## The request
Show every line of the entries below that contains the word "snow".

Data items:
»»
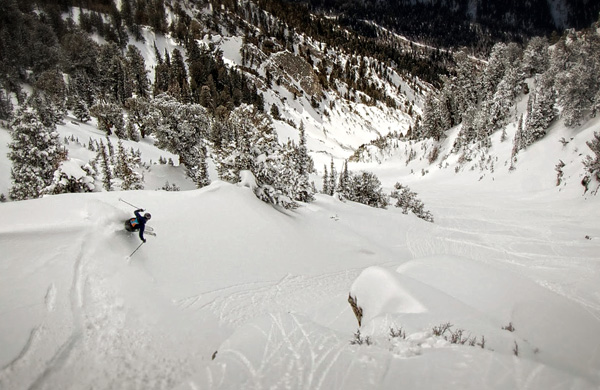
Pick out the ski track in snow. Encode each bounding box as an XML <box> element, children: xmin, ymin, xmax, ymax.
<box><xmin>174</xmin><ymin>263</ymin><xmax>390</xmax><ymax>327</ymax></box>
<box><xmin>406</xmin><ymin>209</ymin><xmax>600</xmax><ymax>320</ymax></box>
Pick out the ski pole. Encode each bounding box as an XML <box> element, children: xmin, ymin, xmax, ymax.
<box><xmin>127</xmin><ymin>241</ymin><xmax>145</xmax><ymax>259</ymax></box>
<box><xmin>119</xmin><ymin>198</ymin><xmax>140</xmax><ymax>209</ymax></box>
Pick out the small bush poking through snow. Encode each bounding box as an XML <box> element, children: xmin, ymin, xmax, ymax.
<box><xmin>390</xmin><ymin>183</ymin><xmax>433</xmax><ymax>222</ymax></box>
<box><xmin>502</xmin><ymin>322</ymin><xmax>515</xmax><ymax>332</ymax></box>
<box><xmin>350</xmin><ymin>329</ymin><xmax>373</xmax><ymax>345</ymax></box>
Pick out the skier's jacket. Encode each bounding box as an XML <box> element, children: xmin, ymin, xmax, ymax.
<box><xmin>129</xmin><ymin>209</ymin><xmax>148</xmax><ymax>242</ymax></box>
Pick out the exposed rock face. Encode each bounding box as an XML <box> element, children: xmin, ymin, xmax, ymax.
<box><xmin>267</xmin><ymin>50</ymin><xmax>321</xmax><ymax>96</ymax></box>
<box><xmin>348</xmin><ymin>294</ymin><xmax>362</xmax><ymax>326</ymax></box>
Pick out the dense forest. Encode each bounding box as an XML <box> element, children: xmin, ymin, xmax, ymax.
<box><xmin>288</xmin><ymin>0</ymin><xmax>600</xmax><ymax>55</ymax></box>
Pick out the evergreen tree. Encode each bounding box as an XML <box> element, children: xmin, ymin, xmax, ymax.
<box><xmin>125</xmin><ymin>44</ymin><xmax>150</xmax><ymax>98</ymax></box>
<box><xmin>114</xmin><ymin>140</ymin><xmax>144</xmax><ymax>191</ymax></box>
<box><xmin>152</xmin><ymin>94</ymin><xmax>211</xmax><ymax>186</ymax></box>
<box><xmin>349</xmin><ymin>171</ymin><xmax>388</xmax><ymax>208</ymax></box>
<box><xmin>524</xmin><ymin>72</ymin><xmax>556</xmax><ymax>146</ymax></box>
<box><xmin>96</xmin><ymin>138</ymin><xmax>113</xmax><ymax>191</ymax></box>
<box><xmin>522</xmin><ymin>37</ymin><xmax>550</xmax><ymax>77</ymax></box>
<box><xmin>97</xmin><ymin>42</ymin><xmax>131</xmax><ymax>104</ymax></box>
<box><xmin>323</xmin><ymin>164</ymin><xmax>330</xmax><ymax>195</ymax></box>
<box><xmin>583</xmin><ymin>132</ymin><xmax>600</xmax><ymax>193</ymax></box>
<box><xmin>73</xmin><ymin>96</ymin><xmax>91</xmax><ymax>123</ymax></box>
<box><xmin>511</xmin><ymin>114</ymin><xmax>527</xmax><ymax>162</ymax></box>
<box><xmin>168</xmin><ymin>49</ymin><xmax>192</xmax><ymax>103</ymax></box>
<box><xmin>90</xmin><ymin>103</ymin><xmax>127</xmax><ymax>138</ymax></box>
<box><xmin>335</xmin><ymin>160</ymin><xmax>351</xmax><ymax>199</ymax></box>
<box><xmin>215</xmin><ymin>104</ymin><xmax>306</xmax><ymax>208</ymax></box>
<box><xmin>327</xmin><ymin>157</ymin><xmax>337</xmax><ymax>195</ymax></box>
<box><xmin>8</xmin><ymin>108</ymin><xmax>66</xmax><ymax>200</ymax></box>
<box><xmin>294</xmin><ymin>121</ymin><xmax>314</xmax><ymax>202</ymax></box>
<box><xmin>0</xmin><ymin>89</ymin><xmax>13</xmax><ymax>120</ymax></box>
<box><xmin>44</xmin><ymin>159</ymin><xmax>96</xmax><ymax>195</ymax></box>
<box><xmin>390</xmin><ymin>183</ymin><xmax>433</xmax><ymax>222</ymax></box>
««
## The answer
Pick out the ski track in snow. Encode each bounding box as an XML <box> element, children: xmin, ymin, xmax, ymax.
Pick out the small bush poking through snow. Encode each bounding box as an XML <box> element, children: xmin, ymin, xmax, ymax.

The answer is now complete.